WHAT THE TASK REQUIRES
In the material below, which lines contain the word "negative", with case taken into account? Find each one and copy it in full.

MATERIAL PROVIDED
__________
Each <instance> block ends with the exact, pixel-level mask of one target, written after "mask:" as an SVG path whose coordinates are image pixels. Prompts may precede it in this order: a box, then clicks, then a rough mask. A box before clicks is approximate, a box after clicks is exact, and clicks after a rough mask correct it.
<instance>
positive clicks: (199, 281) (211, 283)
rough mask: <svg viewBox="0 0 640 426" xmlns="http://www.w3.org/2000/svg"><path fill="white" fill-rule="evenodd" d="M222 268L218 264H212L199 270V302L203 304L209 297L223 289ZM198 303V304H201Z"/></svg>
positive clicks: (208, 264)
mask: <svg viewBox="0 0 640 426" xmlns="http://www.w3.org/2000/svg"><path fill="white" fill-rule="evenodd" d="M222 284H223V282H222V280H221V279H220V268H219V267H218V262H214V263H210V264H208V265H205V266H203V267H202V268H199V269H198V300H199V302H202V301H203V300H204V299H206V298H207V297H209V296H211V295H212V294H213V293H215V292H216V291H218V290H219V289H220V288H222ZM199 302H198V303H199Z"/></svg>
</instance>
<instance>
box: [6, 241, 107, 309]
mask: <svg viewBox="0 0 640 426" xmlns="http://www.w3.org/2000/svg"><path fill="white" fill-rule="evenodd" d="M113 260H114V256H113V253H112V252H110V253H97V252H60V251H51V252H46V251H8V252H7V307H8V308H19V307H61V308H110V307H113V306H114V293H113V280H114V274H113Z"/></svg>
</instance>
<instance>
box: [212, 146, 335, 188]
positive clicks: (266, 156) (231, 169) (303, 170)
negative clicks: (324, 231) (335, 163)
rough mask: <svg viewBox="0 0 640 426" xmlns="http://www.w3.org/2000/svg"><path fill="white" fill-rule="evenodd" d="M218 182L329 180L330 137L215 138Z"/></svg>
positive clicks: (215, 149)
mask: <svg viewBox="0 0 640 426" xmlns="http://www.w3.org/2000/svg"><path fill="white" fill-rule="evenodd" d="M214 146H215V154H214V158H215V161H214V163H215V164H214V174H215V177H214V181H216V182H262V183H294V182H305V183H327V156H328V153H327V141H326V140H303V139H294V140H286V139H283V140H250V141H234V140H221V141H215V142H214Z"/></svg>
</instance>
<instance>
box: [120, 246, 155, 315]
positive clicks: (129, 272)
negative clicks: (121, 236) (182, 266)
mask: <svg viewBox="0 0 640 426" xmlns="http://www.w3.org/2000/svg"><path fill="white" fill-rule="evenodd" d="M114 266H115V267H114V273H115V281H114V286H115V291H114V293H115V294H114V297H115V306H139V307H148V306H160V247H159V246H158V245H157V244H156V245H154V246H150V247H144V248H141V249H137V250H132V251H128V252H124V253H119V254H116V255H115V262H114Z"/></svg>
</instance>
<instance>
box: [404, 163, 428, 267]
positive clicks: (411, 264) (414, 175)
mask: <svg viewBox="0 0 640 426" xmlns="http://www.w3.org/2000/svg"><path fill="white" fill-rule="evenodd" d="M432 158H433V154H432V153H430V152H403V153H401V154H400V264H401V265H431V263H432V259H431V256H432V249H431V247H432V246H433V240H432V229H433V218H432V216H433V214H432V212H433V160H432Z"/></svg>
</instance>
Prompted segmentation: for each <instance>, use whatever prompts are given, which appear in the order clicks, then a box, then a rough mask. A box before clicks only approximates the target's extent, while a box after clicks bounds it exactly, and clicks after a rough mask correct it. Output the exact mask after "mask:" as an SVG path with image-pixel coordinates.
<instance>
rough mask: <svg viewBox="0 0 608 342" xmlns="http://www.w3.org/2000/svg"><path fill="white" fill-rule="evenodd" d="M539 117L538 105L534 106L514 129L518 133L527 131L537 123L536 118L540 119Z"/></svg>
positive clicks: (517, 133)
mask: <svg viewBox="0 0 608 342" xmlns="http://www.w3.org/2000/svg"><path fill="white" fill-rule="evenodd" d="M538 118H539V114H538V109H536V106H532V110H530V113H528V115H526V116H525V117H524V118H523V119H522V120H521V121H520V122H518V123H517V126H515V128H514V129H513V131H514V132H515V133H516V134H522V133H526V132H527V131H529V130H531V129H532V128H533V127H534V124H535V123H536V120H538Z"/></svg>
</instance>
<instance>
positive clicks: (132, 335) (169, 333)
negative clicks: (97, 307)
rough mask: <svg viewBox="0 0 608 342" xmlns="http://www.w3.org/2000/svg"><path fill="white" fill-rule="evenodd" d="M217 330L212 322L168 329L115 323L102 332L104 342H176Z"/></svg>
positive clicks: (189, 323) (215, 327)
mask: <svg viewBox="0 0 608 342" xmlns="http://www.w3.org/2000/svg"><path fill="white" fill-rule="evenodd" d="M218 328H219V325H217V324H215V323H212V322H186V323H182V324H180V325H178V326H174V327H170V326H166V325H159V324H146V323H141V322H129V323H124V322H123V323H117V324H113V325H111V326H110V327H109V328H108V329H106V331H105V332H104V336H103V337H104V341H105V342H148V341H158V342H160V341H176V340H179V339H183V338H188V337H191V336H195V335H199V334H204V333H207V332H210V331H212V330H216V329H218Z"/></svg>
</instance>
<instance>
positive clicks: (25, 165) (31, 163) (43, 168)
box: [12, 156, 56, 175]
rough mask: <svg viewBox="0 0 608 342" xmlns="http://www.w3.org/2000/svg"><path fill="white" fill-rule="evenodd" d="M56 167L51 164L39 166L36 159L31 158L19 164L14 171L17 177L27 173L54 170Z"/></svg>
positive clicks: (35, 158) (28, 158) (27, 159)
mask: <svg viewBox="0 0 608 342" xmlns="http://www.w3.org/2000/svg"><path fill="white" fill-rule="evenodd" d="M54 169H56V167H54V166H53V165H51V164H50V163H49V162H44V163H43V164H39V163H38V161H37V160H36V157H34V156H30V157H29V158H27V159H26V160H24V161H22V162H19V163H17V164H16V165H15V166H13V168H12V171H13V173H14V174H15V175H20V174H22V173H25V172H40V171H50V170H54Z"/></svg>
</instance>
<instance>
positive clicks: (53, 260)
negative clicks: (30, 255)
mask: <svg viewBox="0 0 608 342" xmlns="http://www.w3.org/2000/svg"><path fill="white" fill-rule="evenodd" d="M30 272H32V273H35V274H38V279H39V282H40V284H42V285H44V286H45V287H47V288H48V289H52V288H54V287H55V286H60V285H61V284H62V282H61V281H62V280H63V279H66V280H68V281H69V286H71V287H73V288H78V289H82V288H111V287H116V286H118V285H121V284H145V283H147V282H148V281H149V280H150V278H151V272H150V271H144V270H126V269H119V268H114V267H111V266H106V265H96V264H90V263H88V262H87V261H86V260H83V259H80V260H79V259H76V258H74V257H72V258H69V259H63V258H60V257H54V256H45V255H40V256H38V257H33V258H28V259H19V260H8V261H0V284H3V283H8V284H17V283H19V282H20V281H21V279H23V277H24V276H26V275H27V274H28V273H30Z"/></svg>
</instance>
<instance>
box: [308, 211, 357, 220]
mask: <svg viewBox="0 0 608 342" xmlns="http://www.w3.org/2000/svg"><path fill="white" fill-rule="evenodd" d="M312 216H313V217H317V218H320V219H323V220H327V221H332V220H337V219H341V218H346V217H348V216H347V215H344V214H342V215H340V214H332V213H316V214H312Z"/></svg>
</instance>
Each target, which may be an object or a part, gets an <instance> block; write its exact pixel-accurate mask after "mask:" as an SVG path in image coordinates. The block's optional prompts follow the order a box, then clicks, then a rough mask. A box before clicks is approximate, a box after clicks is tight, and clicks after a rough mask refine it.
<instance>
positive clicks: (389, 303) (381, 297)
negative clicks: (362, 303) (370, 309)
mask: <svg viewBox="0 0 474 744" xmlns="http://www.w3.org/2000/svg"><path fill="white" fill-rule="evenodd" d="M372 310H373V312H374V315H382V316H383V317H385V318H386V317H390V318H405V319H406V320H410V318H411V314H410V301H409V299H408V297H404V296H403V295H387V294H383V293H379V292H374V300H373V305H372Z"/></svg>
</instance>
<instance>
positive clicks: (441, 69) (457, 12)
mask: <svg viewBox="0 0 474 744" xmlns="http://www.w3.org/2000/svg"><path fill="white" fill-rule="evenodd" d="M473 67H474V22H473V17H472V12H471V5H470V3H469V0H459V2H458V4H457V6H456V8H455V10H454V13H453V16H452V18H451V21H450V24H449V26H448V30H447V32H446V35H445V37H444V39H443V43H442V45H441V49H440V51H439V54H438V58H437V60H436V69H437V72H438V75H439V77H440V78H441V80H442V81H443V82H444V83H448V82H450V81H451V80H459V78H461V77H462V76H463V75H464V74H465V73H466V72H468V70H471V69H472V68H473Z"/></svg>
__________
EXERCISE RESPONSE
negative clicks: (324, 231) (335, 163)
negative clicks: (121, 236) (182, 266)
negative clicks: (97, 307)
negative clicks: (30, 255)
negative clicks: (362, 303) (370, 309)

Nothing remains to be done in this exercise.